Exercise objective => The records come next. Copy all of them exactly.

---------- Material provided

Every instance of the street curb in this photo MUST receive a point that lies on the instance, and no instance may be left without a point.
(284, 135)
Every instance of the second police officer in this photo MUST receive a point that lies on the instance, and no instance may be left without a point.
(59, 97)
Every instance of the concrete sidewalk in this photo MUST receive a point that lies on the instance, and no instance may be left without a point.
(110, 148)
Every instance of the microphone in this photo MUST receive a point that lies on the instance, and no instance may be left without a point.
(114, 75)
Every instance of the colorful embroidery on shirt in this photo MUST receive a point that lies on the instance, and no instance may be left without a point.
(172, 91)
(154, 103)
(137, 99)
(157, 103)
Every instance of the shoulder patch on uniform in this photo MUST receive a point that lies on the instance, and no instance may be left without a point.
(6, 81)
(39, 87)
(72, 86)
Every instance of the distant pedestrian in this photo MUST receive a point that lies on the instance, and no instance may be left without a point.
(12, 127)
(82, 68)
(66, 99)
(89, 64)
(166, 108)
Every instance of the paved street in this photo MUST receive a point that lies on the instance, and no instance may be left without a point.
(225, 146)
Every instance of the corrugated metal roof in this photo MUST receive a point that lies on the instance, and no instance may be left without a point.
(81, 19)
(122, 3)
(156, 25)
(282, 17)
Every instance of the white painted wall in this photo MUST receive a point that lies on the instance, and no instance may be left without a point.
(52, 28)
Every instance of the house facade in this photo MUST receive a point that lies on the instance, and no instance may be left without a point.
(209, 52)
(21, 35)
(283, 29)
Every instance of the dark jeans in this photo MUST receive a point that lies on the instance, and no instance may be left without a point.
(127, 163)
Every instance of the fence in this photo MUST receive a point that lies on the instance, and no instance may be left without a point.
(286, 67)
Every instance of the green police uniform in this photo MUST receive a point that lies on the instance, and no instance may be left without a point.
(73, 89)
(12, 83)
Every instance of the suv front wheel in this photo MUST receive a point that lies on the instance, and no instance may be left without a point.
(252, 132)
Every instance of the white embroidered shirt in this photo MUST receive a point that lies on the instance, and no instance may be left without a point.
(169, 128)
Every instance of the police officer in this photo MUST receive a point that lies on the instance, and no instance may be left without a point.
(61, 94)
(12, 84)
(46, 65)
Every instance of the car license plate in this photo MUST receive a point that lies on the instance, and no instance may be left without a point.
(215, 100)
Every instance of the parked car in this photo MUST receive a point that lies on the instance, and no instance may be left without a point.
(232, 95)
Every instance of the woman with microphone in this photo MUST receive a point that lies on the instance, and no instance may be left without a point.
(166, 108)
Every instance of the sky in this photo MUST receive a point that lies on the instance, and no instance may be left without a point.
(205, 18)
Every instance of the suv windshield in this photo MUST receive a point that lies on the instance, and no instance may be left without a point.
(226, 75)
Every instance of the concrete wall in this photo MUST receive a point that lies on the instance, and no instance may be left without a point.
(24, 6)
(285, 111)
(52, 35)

--------------------

Worked solution =>
Every instance of the street curb in this photo MUST receive a point that lies on the instance, and no instance may be left without a point.
(284, 135)
Every instance of the second police officer in this photo MUST receive a point that lies on the instance, and no instance may be left without a point.
(59, 97)
Every instance of the concrete sidewalk in this photo MUST receive a point that lies on the instance, and no instance may be left without a point.
(110, 148)
Every instance of the microphone in this photo MUST receive a point that lies on the instance, and no instance may be left without a point.
(114, 75)
Every instance of the colorful embroidery on shirt in this photo MUST receive a point that lies on the instance, and no instance may be left without a point.
(172, 91)
(154, 103)
(137, 99)
(157, 103)
Every instance of the shoulder patch on uniform in this photo MUST receive a point that lies on the instance, and no instance may be left without a point.
(6, 81)
(39, 87)
(72, 86)
Every instance of the distant pedestrian in this photo MUST receive a point that lies on the instance, and no instance may be left without a point.
(12, 127)
(82, 68)
(66, 99)
(89, 64)
(166, 108)
Every instance of the paved street in this photo MUST receive a point that lies on the instance, and no instance may be left without a point.
(225, 146)
Every instance of the corrugated metal roof in this photo MUST receive a point that lies on the instance, and no instance may be left without a point.
(81, 19)
(122, 3)
(156, 25)
(282, 17)
Every instance of the white painted wall in this photo MUST receive a point that lies on the instance, and no instance may be left without a point.
(52, 28)
Every instance of the house facade in this photo MUST receive a point that lies on the instance, and no instance may be left without a point.
(209, 52)
(21, 35)
(283, 29)
Every instance of the dark jeans in this photo MUST receive a point that lies on the instance, and no instance may be left without a point.
(127, 163)
Every instance of the fence in this photo MUST receive a point that lies on the instance, and no instance may be left without a point.
(286, 67)
Every instance of the green police uniform in this photo MUST receive a point that lies on the instance, and no instance may be left without a point.
(73, 89)
(12, 83)
Every instance of the suv front wheel in this photo MUST receive a point that lies on the instance, and no instance may be left without a point.
(252, 132)
Every instance of the white embroidered shirt in this photo MUST receive a point that lies on the instance, and no instance may be left without a point.
(169, 128)
Every instance of the police officer in this photo MUST receive a point that lies on the instance, and no instance may be left without a point.
(61, 94)
(12, 84)
(46, 65)
Every instance of the car license plate in this photo MUST receive a point that lies on the instance, and no instance may be left without a point.
(215, 100)
Every instance of the parked car in this photo MUST receive a point that lies on the instance, and no instance may be left without a point.
(232, 95)
Every instance of the woman with microphone in this photo MUST receive a point that lies on the instance, and no instance may be left without a point.
(166, 108)
Every instance of the sky in this photo MUST receive a point that lies on the instance, and no instance may be left without a point.
(205, 18)
Every instance of the suv windshield in this photo MUST receive a point that lies on the instance, and no instance may be left without a point.
(226, 75)
Every instance of the concrete wall in this photo MUST receive a point that lies on the instance, and no instance may be left without a point.
(24, 6)
(285, 111)
(52, 35)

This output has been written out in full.